- [WHAT IS EXPECTED]: Reproduce the items below verbatim, starting at the line that contains "Find distant road" and ending with the final line of the items.

- [EXTRACTED DATA]:

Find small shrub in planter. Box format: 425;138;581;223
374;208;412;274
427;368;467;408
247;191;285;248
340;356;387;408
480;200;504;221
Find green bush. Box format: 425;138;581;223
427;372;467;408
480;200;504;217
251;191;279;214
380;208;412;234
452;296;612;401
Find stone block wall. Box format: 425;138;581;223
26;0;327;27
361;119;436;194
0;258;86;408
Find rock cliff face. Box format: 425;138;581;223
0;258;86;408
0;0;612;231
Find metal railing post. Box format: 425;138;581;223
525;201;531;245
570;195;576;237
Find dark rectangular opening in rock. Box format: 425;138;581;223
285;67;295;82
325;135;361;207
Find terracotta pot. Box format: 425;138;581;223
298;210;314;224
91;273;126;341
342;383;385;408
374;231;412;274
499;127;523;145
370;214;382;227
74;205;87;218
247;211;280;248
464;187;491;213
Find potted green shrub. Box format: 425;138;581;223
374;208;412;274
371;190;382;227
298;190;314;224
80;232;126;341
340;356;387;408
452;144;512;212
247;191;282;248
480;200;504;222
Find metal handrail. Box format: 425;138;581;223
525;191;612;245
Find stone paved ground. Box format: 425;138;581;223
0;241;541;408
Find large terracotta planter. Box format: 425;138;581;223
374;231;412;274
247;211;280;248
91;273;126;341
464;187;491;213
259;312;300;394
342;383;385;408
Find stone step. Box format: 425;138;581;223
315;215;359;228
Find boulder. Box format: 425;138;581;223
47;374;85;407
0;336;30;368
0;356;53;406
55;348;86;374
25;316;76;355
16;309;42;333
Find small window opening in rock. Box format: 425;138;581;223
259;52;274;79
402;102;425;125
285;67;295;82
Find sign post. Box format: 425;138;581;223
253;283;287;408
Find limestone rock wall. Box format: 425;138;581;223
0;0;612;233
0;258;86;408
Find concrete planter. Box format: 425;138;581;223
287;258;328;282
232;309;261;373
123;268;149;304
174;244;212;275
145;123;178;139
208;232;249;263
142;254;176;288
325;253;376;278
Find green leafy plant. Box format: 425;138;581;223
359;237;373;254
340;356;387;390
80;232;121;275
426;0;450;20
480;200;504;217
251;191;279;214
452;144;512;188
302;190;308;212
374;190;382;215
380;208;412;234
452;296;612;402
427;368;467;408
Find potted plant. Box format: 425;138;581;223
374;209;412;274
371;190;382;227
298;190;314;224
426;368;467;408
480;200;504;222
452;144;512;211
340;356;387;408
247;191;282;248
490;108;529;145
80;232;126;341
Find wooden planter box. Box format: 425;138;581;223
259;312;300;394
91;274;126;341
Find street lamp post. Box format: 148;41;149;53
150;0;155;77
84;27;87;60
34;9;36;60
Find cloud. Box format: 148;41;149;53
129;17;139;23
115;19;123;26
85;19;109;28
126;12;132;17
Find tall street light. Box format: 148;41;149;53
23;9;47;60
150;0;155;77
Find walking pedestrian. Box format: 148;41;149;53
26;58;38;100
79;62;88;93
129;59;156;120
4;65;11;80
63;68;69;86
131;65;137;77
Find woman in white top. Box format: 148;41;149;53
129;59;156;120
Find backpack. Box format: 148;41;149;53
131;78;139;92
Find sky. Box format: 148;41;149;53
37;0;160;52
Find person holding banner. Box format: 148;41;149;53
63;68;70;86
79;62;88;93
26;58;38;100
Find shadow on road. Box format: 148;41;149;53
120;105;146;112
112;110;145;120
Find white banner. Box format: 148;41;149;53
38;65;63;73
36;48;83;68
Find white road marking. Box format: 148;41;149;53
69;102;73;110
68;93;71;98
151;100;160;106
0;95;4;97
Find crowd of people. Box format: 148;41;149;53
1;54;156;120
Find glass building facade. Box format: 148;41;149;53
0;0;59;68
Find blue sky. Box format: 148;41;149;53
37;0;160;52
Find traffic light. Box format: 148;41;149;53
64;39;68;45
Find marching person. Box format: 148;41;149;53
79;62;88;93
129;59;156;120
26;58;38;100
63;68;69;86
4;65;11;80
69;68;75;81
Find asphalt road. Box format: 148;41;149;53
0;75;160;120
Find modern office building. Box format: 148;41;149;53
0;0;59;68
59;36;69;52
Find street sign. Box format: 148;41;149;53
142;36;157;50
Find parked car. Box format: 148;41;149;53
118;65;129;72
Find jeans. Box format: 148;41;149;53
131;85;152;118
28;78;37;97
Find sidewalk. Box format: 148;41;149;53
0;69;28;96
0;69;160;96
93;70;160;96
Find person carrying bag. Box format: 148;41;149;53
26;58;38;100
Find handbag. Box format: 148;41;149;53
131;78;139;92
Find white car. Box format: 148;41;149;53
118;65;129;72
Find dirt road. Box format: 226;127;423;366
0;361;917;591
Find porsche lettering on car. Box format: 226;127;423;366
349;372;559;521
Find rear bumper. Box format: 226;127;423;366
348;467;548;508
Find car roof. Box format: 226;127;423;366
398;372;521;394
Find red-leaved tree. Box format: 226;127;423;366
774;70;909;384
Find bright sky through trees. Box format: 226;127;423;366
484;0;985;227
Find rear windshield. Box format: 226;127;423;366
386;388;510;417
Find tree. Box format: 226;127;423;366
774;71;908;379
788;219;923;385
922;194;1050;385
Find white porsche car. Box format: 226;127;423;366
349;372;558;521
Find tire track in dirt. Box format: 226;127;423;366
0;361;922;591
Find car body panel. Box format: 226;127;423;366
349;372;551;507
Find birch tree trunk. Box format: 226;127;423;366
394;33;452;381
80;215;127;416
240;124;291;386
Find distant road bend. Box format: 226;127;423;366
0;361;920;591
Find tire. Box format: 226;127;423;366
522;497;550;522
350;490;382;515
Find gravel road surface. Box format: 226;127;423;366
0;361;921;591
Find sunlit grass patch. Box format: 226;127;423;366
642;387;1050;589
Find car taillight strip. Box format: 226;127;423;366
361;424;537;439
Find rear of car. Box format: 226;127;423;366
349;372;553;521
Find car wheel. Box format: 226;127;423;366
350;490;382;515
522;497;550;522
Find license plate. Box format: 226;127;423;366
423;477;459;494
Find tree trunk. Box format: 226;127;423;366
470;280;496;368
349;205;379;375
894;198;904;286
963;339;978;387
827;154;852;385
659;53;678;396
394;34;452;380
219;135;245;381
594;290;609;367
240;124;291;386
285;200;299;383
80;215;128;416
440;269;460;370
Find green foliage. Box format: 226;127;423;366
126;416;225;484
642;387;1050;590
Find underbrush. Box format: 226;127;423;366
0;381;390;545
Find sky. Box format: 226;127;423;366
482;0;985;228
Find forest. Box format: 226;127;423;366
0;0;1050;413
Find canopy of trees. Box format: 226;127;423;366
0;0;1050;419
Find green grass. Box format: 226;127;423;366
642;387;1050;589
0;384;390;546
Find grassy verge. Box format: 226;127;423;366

- [RESULT FOR THIS EXERCISE]:
Find distant road bend. Box format: 226;127;423;366
0;361;920;591
Find tire. Box format: 226;127;423;366
522;497;550;522
350;490;382;515
Find gravel road surface. Box format: 226;127;423;366
0;361;921;591
Find sunlit grass patch. Box format: 226;127;423;366
642;387;1050;589
Find car taillight strip. Box format: 226;127;423;366
361;424;537;439
Find rear of car. Box format: 226;127;423;366
349;372;553;521
Find car wheel. Box format: 226;127;423;366
350;490;382;515
522;497;550;522
Find license plate. Box format: 226;127;423;366
423;477;459;494
Find tree trunk. Box format: 226;127;423;366
470;280;496;368
349;205;379;375
894;198;904;286
963;339;978;387
827;154;852;385
659;53;678;396
394;34;452;380
219;135;245;381
594;290;609;367
240;124;291;386
285;200;299;383
80;215;128;416
440;269;460;370
Find green foliage. Box format: 226;127;423;366
126;416;225;484
642;387;1050;590
Find underbrush. Box format: 226;127;423;366
0;381;390;545
Find sky. Box format: 226;127;423;366
482;0;985;228
Find forest. Box format: 226;127;423;366
0;0;1050;413
Find canopy of trees. Box format: 226;127;423;366
0;0;1050;419
Find green grass. Box format: 226;127;423;366
642;387;1050;589
0;384;390;546
Find grassy verge. Box format: 226;127;423;366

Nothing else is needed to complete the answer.